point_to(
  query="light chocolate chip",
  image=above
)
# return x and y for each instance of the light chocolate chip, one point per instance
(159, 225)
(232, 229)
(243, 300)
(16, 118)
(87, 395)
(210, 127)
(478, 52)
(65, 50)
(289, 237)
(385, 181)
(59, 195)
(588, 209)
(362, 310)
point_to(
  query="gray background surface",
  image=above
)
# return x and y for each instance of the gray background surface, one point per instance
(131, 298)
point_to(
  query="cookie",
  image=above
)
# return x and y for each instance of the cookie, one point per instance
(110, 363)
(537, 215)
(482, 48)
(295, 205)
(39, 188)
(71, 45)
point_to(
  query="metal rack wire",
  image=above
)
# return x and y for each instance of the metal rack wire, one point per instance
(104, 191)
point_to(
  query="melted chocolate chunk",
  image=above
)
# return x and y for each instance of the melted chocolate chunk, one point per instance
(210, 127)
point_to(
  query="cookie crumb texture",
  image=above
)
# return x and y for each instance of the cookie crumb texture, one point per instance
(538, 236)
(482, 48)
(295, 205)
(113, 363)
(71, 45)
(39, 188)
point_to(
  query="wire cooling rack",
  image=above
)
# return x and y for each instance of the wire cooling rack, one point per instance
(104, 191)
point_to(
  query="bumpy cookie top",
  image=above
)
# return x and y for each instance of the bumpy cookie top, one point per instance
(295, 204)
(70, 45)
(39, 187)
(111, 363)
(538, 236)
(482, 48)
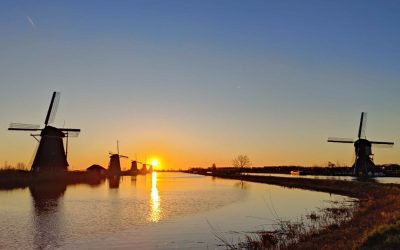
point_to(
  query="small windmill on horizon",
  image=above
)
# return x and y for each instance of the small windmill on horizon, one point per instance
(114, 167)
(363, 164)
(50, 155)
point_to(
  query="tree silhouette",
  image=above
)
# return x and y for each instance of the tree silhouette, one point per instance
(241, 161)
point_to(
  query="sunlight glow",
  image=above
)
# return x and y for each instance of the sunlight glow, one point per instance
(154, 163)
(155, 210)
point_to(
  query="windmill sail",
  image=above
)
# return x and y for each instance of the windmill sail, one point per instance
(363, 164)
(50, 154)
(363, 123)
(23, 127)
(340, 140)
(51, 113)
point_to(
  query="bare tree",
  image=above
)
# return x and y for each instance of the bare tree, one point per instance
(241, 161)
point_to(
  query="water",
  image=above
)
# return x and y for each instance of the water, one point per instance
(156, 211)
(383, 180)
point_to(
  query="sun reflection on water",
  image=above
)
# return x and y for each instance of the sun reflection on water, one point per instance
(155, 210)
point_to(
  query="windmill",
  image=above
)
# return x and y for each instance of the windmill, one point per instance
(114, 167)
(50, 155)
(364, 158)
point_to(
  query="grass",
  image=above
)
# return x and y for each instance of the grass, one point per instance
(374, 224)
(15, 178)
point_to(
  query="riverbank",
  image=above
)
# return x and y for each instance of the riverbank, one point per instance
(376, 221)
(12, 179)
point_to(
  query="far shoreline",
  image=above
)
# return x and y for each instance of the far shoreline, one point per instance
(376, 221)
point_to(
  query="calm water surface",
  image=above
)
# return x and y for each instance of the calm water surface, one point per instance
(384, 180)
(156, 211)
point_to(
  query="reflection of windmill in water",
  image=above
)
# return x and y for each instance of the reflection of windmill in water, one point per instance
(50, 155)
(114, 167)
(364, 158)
---
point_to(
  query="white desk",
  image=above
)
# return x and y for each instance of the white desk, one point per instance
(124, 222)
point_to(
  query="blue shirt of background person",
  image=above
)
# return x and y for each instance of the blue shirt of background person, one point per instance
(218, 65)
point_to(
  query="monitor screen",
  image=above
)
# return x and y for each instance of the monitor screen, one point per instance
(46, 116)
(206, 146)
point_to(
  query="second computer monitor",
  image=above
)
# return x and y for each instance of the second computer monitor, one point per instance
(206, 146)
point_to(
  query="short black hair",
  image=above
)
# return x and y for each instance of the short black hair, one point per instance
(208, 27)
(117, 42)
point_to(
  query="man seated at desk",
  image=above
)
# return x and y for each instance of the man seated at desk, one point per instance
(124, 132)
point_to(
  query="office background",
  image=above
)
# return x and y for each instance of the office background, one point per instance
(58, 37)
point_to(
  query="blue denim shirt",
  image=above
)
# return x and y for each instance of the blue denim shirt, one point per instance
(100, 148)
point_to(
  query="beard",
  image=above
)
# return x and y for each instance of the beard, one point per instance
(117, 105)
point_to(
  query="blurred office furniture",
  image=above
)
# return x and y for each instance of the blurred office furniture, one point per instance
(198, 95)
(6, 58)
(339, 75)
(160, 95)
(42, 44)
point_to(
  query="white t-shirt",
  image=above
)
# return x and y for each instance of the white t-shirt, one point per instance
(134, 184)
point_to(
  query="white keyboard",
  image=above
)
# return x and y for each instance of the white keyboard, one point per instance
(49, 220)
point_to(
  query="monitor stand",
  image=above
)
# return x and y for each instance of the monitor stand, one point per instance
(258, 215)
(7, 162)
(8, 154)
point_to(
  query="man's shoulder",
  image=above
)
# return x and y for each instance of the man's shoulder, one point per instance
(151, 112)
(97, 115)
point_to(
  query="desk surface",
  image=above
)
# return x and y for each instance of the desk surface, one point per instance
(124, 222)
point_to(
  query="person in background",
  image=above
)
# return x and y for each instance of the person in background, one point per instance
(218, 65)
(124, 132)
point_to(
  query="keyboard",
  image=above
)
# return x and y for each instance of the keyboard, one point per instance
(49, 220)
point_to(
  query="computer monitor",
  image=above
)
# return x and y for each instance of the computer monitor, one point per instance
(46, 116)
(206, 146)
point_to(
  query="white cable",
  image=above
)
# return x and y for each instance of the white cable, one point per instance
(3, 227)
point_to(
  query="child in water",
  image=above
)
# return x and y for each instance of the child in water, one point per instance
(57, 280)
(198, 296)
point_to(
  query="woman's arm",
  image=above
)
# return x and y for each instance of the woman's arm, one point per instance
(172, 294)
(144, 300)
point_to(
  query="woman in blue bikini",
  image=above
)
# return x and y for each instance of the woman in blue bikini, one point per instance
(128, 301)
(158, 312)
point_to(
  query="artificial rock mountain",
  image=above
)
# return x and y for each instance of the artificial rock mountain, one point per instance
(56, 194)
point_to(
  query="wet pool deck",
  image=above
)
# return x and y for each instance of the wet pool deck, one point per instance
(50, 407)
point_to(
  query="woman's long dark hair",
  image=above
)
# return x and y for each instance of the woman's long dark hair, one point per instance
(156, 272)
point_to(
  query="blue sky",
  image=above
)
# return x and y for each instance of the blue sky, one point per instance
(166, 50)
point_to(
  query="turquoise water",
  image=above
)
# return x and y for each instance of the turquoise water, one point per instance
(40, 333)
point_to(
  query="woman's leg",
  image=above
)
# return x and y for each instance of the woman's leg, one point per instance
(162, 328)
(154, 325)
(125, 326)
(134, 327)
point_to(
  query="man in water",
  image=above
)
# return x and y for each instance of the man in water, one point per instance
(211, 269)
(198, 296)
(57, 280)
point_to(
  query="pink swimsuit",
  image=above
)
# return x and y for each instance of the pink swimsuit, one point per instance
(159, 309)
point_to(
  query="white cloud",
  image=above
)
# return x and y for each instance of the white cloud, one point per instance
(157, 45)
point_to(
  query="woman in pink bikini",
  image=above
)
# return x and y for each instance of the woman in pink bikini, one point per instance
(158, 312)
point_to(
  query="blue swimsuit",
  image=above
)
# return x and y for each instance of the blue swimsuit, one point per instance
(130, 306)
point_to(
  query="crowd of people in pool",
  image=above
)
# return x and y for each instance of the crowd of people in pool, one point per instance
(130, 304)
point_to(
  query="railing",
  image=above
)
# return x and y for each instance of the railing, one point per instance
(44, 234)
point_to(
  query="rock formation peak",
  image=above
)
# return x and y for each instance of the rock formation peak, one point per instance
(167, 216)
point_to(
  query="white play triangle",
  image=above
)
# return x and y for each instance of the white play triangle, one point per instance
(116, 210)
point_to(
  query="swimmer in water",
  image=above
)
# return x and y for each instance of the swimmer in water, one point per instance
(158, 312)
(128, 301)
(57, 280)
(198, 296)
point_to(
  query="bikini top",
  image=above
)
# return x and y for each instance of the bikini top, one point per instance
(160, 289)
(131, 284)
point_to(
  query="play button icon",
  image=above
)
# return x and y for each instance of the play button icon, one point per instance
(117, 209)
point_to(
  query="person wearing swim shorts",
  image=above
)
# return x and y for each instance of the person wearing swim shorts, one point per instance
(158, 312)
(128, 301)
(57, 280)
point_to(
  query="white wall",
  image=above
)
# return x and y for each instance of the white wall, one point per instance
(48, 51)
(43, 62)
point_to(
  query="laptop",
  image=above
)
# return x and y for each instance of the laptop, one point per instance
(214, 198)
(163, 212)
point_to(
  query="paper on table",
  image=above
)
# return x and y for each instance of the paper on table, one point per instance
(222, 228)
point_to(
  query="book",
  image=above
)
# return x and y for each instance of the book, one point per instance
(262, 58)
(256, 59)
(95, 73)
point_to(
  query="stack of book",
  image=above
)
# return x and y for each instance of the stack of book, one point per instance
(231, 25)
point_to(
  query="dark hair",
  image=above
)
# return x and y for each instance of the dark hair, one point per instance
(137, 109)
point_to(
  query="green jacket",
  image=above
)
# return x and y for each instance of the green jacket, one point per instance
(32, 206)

What to do :: Gather every line in the rows above that contains the word "bikini", and copy each of those lines in full.

Correct result ::
  query="woman in blue bikini",
# return x and y for each instance of the woman in blue bikini, one point per instance
  query="woman in pink bikini",
# return x and y for each instance of the woman in pink bikini, one point per instance
  query="bikini top",
# return x and y for each instance of the bikini top, one point per instance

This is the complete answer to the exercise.